• Your task
Of the lines below, copy those that hold the word "knitted".

Point-per-instance localization data
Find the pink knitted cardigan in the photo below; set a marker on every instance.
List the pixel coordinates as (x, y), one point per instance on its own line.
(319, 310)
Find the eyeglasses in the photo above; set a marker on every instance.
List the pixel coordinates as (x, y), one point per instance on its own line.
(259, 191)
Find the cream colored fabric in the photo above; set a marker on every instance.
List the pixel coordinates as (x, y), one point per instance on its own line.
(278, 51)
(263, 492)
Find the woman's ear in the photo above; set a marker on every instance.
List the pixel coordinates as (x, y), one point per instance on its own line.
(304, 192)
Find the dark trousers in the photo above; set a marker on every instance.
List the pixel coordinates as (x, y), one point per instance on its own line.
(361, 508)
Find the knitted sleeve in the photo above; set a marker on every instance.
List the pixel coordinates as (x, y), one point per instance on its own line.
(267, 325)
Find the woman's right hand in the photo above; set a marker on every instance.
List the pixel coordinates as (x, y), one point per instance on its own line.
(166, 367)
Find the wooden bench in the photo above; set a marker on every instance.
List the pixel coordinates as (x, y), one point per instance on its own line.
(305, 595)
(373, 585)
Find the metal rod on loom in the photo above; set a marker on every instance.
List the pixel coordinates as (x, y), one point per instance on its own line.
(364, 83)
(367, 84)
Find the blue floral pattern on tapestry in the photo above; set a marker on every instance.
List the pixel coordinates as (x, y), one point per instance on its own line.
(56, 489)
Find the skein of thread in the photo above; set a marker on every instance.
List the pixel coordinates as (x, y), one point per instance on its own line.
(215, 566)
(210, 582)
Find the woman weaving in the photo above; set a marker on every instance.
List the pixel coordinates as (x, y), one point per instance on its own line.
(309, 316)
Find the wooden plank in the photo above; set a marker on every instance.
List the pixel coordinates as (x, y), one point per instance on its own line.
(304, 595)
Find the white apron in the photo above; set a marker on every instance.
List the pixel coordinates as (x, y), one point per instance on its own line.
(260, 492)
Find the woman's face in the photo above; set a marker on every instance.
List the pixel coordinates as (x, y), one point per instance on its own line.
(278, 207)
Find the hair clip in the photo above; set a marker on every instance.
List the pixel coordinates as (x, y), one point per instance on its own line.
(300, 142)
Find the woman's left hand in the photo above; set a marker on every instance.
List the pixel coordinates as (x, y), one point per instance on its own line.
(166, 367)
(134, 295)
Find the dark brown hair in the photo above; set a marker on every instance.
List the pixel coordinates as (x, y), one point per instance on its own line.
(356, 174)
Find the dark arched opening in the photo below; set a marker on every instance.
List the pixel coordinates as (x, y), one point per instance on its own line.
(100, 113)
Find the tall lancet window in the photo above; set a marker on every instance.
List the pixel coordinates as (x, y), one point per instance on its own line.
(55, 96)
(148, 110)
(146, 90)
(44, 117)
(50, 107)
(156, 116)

• Response
Find the pink knitted cardigan in the photo below; set a marker on every instance.
Find the knitted sleeve in the photo above; set a marker on every instance.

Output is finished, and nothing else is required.